## What is being asked
Retype the records below word for word and omit any image.

============

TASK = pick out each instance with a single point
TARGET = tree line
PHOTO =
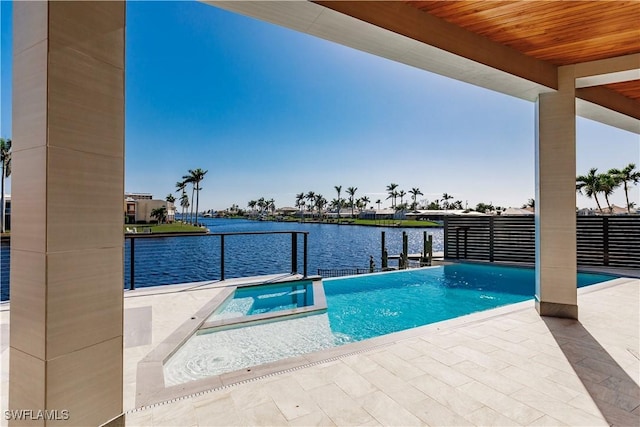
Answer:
(316, 202)
(595, 183)
(194, 177)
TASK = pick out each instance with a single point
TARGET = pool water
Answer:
(358, 308)
(362, 307)
(266, 299)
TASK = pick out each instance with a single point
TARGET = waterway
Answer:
(190, 259)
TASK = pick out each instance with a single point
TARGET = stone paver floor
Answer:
(511, 367)
(507, 366)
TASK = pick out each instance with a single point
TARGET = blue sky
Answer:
(270, 112)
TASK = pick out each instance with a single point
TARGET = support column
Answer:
(68, 185)
(556, 293)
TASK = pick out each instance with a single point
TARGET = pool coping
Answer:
(150, 376)
(150, 384)
(319, 305)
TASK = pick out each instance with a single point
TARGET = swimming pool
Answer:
(358, 308)
(254, 300)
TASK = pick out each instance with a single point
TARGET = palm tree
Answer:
(445, 200)
(607, 185)
(262, 203)
(391, 189)
(351, 191)
(159, 213)
(415, 192)
(300, 203)
(180, 187)
(197, 176)
(5, 160)
(401, 194)
(589, 185)
(338, 190)
(184, 203)
(188, 179)
(311, 197)
(626, 176)
(320, 203)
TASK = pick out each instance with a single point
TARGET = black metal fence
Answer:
(340, 272)
(601, 240)
(223, 237)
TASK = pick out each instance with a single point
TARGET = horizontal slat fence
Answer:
(601, 241)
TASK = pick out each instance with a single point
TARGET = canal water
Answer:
(189, 259)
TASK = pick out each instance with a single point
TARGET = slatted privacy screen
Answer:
(601, 241)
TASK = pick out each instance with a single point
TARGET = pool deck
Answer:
(506, 366)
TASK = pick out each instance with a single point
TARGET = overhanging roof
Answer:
(513, 47)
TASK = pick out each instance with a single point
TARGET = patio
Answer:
(506, 366)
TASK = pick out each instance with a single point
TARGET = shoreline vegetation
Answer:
(180, 227)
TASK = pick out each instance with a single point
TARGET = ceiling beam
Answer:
(406, 20)
(605, 71)
(610, 99)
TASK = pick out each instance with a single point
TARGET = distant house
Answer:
(377, 214)
(615, 210)
(7, 211)
(138, 208)
(287, 211)
(517, 212)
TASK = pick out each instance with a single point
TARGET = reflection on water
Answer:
(189, 259)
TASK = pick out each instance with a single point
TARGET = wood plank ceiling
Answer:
(559, 32)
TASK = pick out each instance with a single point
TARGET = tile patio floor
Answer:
(506, 366)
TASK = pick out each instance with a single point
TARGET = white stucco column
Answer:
(66, 239)
(556, 293)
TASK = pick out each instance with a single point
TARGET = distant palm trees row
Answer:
(312, 201)
(193, 177)
(595, 183)
(263, 204)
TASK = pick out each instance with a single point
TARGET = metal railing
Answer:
(294, 247)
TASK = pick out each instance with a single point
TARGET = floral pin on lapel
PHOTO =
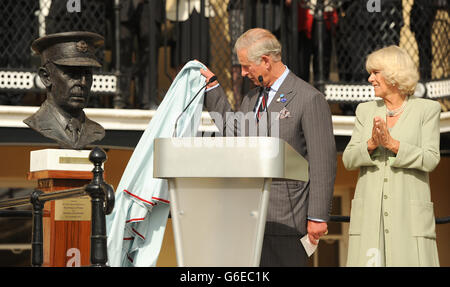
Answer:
(284, 113)
(281, 98)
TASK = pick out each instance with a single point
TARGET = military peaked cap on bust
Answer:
(69, 48)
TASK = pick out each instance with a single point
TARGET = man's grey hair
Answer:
(259, 42)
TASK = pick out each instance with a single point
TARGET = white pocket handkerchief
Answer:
(309, 247)
(284, 113)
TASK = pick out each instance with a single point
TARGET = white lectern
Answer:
(219, 193)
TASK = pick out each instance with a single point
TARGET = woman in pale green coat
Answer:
(395, 144)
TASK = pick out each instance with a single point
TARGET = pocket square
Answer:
(284, 113)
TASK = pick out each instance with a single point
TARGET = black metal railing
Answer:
(329, 32)
(102, 200)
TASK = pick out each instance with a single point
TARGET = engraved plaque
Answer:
(73, 209)
(74, 160)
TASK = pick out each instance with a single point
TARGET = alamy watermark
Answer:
(373, 6)
(73, 6)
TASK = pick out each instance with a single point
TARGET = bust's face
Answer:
(70, 86)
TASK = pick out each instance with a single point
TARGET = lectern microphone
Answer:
(261, 89)
(212, 79)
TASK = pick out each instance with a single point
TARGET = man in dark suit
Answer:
(299, 114)
(68, 59)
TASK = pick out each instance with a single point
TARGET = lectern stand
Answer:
(219, 193)
(66, 223)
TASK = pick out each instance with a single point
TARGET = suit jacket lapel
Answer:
(286, 89)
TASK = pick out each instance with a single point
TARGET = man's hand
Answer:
(208, 75)
(316, 230)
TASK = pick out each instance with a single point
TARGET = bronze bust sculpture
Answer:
(67, 63)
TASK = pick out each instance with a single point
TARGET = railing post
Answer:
(95, 189)
(118, 101)
(319, 37)
(37, 238)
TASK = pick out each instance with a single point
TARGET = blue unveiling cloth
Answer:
(136, 227)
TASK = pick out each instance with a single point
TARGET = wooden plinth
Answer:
(67, 227)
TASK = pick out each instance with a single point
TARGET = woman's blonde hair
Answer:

============

## The completed task
TASK = pick out each instance with a single point
TARGET = tree line
PHOTO =
Answer:
(316, 202)
(595, 183)
(194, 177)
TASK = pick out each instance with a single point
TARGET = pool water
Answer:
(358, 308)
(362, 307)
(266, 299)
TASK = pick out each instance with a single point
TARGET = waterway
Answer:
(190, 259)
TASK = pick out each instance with a single point
TARGET = stone paver floor
Answer:
(511, 367)
(507, 366)
TASK = pick out each instance with a single point
TARGET = blue sky
Answer:
(270, 112)
TASK = pick out each instance with a single point
TARGET = support column
Answer:
(68, 185)
(556, 293)
TASK = pick out each instance with a single point
TARGET = pool coping
Answer:
(150, 376)
(150, 384)
(319, 305)
TASK = pick out each instance with a single point
TARGET = swimming pool
Answer:
(358, 308)
(254, 300)
TASK = pick out each instance with a single point
TARGET = palm tree
Answer:
(445, 200)
(607, 185)
(262, 203)
(391, 189)
(351, 191)
(159, 213)
(415, 192)
(300, 203)
(180, 187)
(197, 176)
(5, 160)
(401, 194)
(589, 185)
(338, 190)
(184, 203)
(188, 179)
(311, 197)
(626, 176)
(320, 203)
TASK = pick out each instance with a single point
TARGET = black metal fence
Answer:
(340, 272)
(601, 240)
(223, 237)
TASK = pick out each instance with a single point
TARGET = horizontal slat fence
Answer:
(601, 241)
TASK = pick out each instance with a single point
TARGET = canal water
Answer:
(189, 259)
TASK = pick out each instance with a single point
TARGET = slatted privacy screen
Answer:
(601, 241)
TASK = pick out each instance with a single point
TARGET = pool deck
Answer:
(506, 366)
TASK = pick out each instance with a single point
TARGET = overhanging roof
Answer:
(513, 47)
TASK = pick out each instance with a single point
TARGET = patio
Answer:
(506, 366)
TASK = pick out each instance with a single point
TARGET = shoreline vegetation
Answer:
(180, 227)
TASK = pick out each instance with a single point
TARGET = ceiling beam
Answer:
(406, 20)
(605, 71)
(610, 99)
TASK = pick out each instance with a single point
TARGET = distant house
Answer:
(377, 214)
(615, 210)
(7, 211)
(138, 208)
(287, 211)
(517, 212)
TASK = pick out each instance with a single point
TARGET = reflection on water
Answer:
(189, 259)
TASK = pick out each instance with a single point
TARGET = wood plank ceiling
Answer:
(559, 32)
TASK = pick out each instance with a single point
TARGET = tile patio floor
Answer:
(506, 366)
TASK = pick out each instance with a single point
TARGET = white stucco column
Answer:
(66, 239)
(556, 293)
TASK = pick out each instance with a single point
TARGET = distant palm trees row
Answer:
(312, 201)
(193, 177)
(595, 183)
(263, 204)
TASK = pick out each instance with a single point
TARGET = metal railing
Answer:
(294, 247)
TASK = pick out each instance with a single point
TARGET = floral pin on lapel
PHOTO =
Answer:
(284, 113)
(281, 98)
TASK = pick out each instance with a single point
TARGET = military peaked cap on bust
Answer:
(69, 48)
TASK = pick out each instance with a single point
TARGET = man's grey hair
Answer:
(259, 42)
TASK = pick out each instance with a single point
TARGET = white pocket handkerchief
Answer:
(309, 247)
(284, 113)
TASK = pick out each instance with a single point
TARGET = white lectern
Answer:
(219, 193)
TASK = pick out each instance with a single point
TARGET = woman in pale green coat
Answer:
(395, 144)
TASK = pick out each instance with a single point
TARGET = pocket square
Answer:
(284, 113)
TASK = pick out each instance with a single point
TARGET = black metal railing
Answer:
(329, 32)
(102, 200)
TASK = pick out each instance with a single point
TARGET = engraved plaque
Answer:
(73, 209)
(74, 160)
TASK = pick out each instance with a single point
TARGET = alamy watermark
Answer:
(373, 6)
(73, 6)
TASK = pick out each instance with a single point
TARGET = bust's face
Answer:
(70, 86)
TASK = pick out each instance with a single point
TARGET = lectern microphone
Answer:
(261, 89)
(212, 79)
TASK = pick out each instance with a single point
TARGET = man in dark suit
Answer:
(299, 114)
(68, 59)
TASK = pick out each instance with a single point
TARGET = lectern stand
Answer:
(219, 193)
(66, 223)
TASK = pick out each instance with a single point
TARGET = suit jacket lapel
Answer:
(286, 89)
TASK = pick out each instance with a single point
TARGET = man's hand
Answer:
(208, 75)
(316, 230)
TASK = pick out each instance with a single point
TARGET = bronze bust sculpture
Answer:
(67, 63)
TASK = pick out each instance with a single point
TARGET = railing post
Answer:
(95, 189)
(118, 101)
(319, 37)
(37, 238)
TASK = pick out each instance with a single point
TARGET = blue unveiling cloth
Answer:
(136, 227)
TASK = pick out each instance with a single point
TARGET = wooden plinth
Answer:
(67, 227)
TASK = pick out each instance with a single point
TARGET = woman's blonde hair
Answer:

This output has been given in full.